### DATA LINES
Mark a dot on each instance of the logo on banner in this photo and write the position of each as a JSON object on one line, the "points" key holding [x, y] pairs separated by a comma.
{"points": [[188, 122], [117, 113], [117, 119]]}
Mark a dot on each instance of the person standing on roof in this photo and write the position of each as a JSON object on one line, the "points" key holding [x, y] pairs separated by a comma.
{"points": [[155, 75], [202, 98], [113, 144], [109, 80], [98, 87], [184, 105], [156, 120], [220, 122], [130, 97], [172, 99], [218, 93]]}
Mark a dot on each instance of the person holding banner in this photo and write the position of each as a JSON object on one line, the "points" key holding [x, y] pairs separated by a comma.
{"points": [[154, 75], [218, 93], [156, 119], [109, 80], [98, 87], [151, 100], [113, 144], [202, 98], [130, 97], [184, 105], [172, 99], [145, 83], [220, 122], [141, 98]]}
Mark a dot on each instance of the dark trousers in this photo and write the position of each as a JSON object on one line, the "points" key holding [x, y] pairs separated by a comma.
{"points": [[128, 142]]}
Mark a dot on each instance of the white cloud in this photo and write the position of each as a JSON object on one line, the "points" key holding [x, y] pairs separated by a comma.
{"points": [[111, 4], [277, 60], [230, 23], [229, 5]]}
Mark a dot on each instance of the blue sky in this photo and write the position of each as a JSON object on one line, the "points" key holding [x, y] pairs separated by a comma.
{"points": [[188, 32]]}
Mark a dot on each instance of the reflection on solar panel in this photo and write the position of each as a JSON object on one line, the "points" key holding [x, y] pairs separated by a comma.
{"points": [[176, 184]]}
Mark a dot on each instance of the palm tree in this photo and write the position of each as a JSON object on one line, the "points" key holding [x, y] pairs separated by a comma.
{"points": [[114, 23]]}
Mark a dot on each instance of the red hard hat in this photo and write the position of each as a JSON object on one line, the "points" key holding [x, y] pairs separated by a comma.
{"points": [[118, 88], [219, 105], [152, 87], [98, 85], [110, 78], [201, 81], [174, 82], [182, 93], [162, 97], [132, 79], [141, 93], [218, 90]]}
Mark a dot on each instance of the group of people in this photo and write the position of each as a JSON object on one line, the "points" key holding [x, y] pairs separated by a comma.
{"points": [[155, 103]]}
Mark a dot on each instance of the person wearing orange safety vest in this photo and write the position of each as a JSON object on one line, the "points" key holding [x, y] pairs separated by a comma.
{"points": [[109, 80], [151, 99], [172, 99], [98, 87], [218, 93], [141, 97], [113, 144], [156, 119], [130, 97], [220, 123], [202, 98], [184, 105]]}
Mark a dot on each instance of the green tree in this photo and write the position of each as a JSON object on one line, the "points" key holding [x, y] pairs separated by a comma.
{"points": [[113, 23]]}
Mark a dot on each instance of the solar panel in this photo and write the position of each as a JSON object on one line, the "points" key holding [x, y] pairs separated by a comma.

### YOUR GOAL
Repeat each entry word for word.

### FINAL ANSWER
Mark a dot on each instance of the logo on banner in this photo and write the position of each as a JSON object on one line, the "points" key holding [x, y] pairs separated by a comma.
{"points": [[188, 122], [117, 113], [117, 119]]}
Mark a dot on each instance of the person standing on roof in this photo and write the position of each as a JSON object on one line, the "points" key holding [x, y] pairs separated by a comma.
{"points": [[155, 75], [202, 98], [113, 144], [109, 80], [98, 87], [184, 105], [156, 120], [220, 122], [130, 97], [172, 99], [218, 93]]}
Mark a dot on each instance of the person holding banner in this photo and write the position of each as a JSON object on one line, the "points" key holding [x, y] pairs separated by a comma.
{"points": [[154, 75], [218, 93], [156, 119], [109, 80], [98, 87], [151, 100], [113, 144], [202, 98], [130, 97], [184, 105], [172, 99], [145, 83], [220, 122], [141, 98]]}
Mark a dot on each instance of the dark trousers in this photo and write the position of each as a JSON object on one line, the "points" key holding [x, y] pairs separated by a comma.
{"points": [[128, 142]]}
Mark a dot on each instance of the white cloud in this photo and write the position of each as a JSON object on one line, the "points" key holding [x, y] pairs separated by a comma.
{"points": [[111, 4], [277, 60], [230, 23], [229, 5]]}
Mark a dot on each instance of the blue sky in this photo and write the position of each as a JSON object on one line, the "points" key holding [x, y] pairs separated by a comma.
{"points": [[188, 32]]}
Mark a dot on each instance of the reflection on solar panel in this photo and write the position of each as a JSON object on one line, the "points" key holding [x, y] pairs separated by a comma.
{"points": [[176, 184]]}
Mark a dot on each instance of the palm tree in this photo and write the position of each as a JSON object on one line, the "points" key holding [x, y] pairs separated by a comma.
{"points": [[114, 23]]}
Mark a dot on each instance of the red hard hat in this photo and write the position of each as a JSON object on one line, the "points" key holding [x, y] pairs separated by a comma.
{"points": [[118, 88], [219, 105], [152, 87], [98, 85], [110, 78], [201, 81], [174, 82], [182, 93], [162, 97], [132, 79], [141, 93], [218, 90]]}
Mark a dot on each instance of the group of people in this photo and write the position of each as a JSON object on one line, the "points" key holding [x, y] pairs separated by a comma.
{"points": [[155, 103]]}
Mark a dot on each instance of the person wearing orange safety vest in this photo and write the position of each as a JSON object on one line, the "points" key holding [x, y] pairs separated by a comma.
{"points": [[109, 80], [151, 99], [172, 99], [98, 87], [218, 93], [141, 97], [113, 144], [156, 119], [130, 97], [220, 123], [202, 98], [184, 105]]}
Mark a dot on each instance of the green tree in this photo and write the position of each as a JSON object on one line, the "points" key holding [x, y] pairs separated by a comma.
{"points": [[113, 23]]}
Mark a dot on each instance of the solar panel in this photo and write the position of each as a JSON object on one line, the "points" key holding [x, y] pairs separated by a comma.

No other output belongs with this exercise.